In an embodiment the quality parameter comprises nitrogen content, flour content, chlorine content, content of free chlorine (HOCL, OCl⁻), content of ammonium, content of ammonia, content of nitrate, content of nitrite, content of potassium, content of phosphor, content of organic matter, content of organic solvents, such as benzene, content of heavy metal(s), content of trihalomethane, content of total carbons (TC), content of total organic carbon (TOC), content of selected hydrocarbons (e.g. methane or butane), or any combinations thereof.
In an embodiment the aqueous fluid is drinking water, waste water, industrial waste water, municipal waste water, lake water, sea water, swimming pool water, aquaculture water or laboratory water sample.
The invention also relates to a NMR system suitable for determining a quality parameter in an aqueous fluid. The NMR system comprises a NMR spectrometer, a cross-flow filter, a digital memory storing a calibration map comprising calibrating data for calibrating NMR data obtained by the NMR spectrometer and a computer programmed to analyze the NMR data obtained by the NMR spectrometer using the calibration map and performing at least one quantitative and/or qualitative quality parameter determination.
Preferably the cross-flow filter is configured for subjecting at least a sample of the aqueous fluid to a cross-flow filtration to separate the separating the aqueous fluid sample into a permeate fraction and a retentate fraction.
The cross-flow filtration advantageously is as described above.
Preferably the NMR spectrometer is configured for performing NMR reading on the retentate fraction. Advantageously the NMR spectrometer is as described.
Preferably the computer is configured for collecting NMR data from the NMR reading and correlating the collected NMR data to calibration data to determine the at least one quality parameter of the aqueous fluid.
Advantageously the NMR system is configured for performing the method as described above.
The computer may be a single computer or it may comprise a plurality of sub-computers in data communication with each other.
The digital memory may be incorporated in the computer or it may be an external data unit e.g. accessible via the internet.
In an embodiment at least the NMR spectrometer and the cross-flow filter is arranged in a common housing. It has been found that the common housing comprising the NMR spectrometer and the cross-flow filter can be a very compact module as it will be described further in the examples.
In an embodiment the cross-flow filter, the NMR spectrometer and the computer filter in arranged in the common housing
Advantageously the cross-flow filter is a multi stage cross-flow filter comprising at least two filter membranes, the two filter membranes may be equal or different and may be operating with same or different pressure difference over the respective filter membranes.

- REQUESTS
1. In the NMR system passage, where may the digital memory be located?
2. For each statement below, say yes or no to whether it agrees with the NMR system passage, and quote the words of the passage that decide it.
(a) The computer has to be a single computer.
(b) Swimming pool water is one of the aqueous fluids named.
(c) The NMR spectrometer is preferably configured to read the permeate fraction.
3. Pick up the NMR system passage after its last sentence and keep writing.

- DATA ROWS
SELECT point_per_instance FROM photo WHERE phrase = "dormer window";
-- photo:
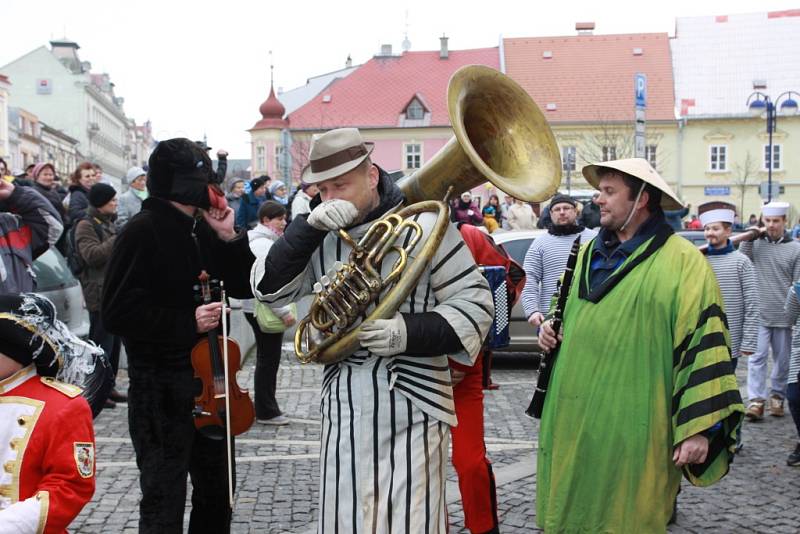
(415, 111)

==

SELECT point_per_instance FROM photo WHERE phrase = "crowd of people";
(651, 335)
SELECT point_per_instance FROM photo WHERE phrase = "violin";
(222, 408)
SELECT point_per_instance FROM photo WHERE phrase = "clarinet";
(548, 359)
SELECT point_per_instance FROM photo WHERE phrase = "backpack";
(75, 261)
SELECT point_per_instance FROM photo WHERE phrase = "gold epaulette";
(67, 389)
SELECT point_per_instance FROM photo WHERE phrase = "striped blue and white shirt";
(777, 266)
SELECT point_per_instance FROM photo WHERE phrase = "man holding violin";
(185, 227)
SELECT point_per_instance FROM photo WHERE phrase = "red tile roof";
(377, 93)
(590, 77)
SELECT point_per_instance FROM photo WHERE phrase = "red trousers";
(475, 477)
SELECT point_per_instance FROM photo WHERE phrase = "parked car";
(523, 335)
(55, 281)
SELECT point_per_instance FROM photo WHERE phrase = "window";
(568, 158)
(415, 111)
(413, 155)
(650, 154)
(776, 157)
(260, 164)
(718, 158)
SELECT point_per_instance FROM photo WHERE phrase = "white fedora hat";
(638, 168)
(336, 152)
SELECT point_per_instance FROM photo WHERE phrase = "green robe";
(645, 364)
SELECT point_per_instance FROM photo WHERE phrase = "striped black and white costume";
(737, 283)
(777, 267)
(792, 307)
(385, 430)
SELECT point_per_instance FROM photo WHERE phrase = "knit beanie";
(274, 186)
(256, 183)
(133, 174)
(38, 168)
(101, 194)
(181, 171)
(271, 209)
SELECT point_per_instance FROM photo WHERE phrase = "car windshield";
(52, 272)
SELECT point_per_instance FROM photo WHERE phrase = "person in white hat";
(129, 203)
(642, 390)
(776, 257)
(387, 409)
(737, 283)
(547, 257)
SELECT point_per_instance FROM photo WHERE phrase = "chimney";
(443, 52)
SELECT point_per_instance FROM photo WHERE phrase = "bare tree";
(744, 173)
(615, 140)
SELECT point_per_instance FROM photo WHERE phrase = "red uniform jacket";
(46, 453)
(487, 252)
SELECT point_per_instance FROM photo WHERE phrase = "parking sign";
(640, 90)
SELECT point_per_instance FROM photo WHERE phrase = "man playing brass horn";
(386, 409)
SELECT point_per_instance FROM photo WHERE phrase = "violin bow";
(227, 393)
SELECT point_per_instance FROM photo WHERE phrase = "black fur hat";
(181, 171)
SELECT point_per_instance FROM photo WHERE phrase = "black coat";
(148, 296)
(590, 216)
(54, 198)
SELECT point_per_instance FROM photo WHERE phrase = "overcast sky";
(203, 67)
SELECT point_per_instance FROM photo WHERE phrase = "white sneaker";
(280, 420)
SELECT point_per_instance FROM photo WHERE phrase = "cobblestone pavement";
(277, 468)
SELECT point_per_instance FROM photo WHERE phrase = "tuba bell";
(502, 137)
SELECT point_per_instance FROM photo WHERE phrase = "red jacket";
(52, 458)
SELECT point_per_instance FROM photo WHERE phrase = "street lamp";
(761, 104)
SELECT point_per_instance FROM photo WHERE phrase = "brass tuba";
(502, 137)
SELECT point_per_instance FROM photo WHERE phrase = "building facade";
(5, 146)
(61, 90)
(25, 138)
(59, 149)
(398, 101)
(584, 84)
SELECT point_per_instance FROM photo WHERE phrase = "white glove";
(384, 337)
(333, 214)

---

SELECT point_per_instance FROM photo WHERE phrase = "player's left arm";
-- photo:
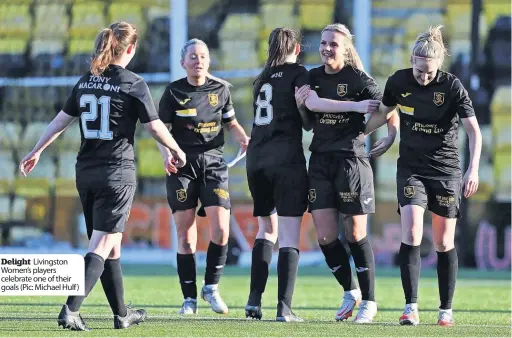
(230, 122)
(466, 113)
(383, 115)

- TASK-BY-TASK ANSWERS
1. It may be incorporated in the computer, or it may be an external data unit, e.g. one accessible via the internet.

2.
(a) No: "The computer may be a single computer or it may comprise a plurality of sub-computers in data communication with each other."
(b) Yes: "swimming pool water"
(c) No: "Preferably the NMR spectrometer is configured for performing NMR reading on the retentate fraction."

3.
In an embodiment the cross-flow filter is an exchangeable cross-flow filter, preferably arranged for manually removal and replacement by an operator. Thereby the NMR system can be used for different aqueous fluid with different concentrations and/or type of impurities.
In an embodiment the NKR system comprises a pre-filter unit arranged to pre-filter the aqueous fluid sample to remove at least some solids prior to subjecting the sample to the cross-flow filtration, optionally the removed solids is subjected to NMR readings e.g. after being mixed with the retentate fraction.
All features of the inventions including ranges and preferred ranges can be combined in various ways within the scope of the invention, unless there are specific reasons not to combine such features.

BRIEF DESCRIPTION OF EXAMPLES AND DRAWINGS

The invention is being illustrated further below in connection with a few examples and embodiment and with reference to the drawings in which:

Table 1 shows a number of examples of quality parameters which may be determined according to the invention.

Table 2 shows examples of quality guidelines for drinking water.

FIG. 1 shows an example of an NMR system of the invention.

FIG. 2 shows another example of an NMR system of the invention.

FIG. 3 shows a further example of an NMR system of the invention.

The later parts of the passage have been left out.